*Your task*
State how many lines in the records hold the word "look", giving the number and no other text.

*Raw data*
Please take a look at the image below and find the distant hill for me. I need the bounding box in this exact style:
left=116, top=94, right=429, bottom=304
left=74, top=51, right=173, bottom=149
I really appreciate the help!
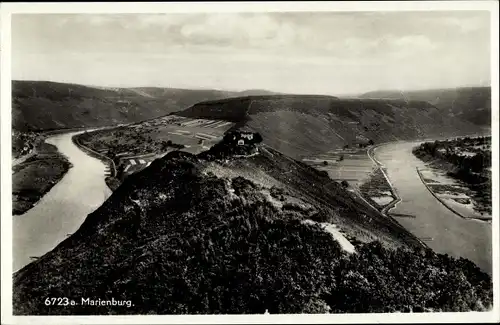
left=178, top=94, right=485, bottom=158
left=12, top=81, right=490, bottom=160
left=12, top=81, right=283, bottom=133
left=13, top=140, right=492, bottom=314
left=11, top=81, right=281, bottom=157
left=11, top=81, right=243, bottom=132
left=235, top=89, right=282, bottom=97
left=360, top=87, right=491, bottom=127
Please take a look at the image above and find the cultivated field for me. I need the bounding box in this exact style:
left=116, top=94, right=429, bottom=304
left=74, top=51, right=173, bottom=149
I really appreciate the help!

*Response*
2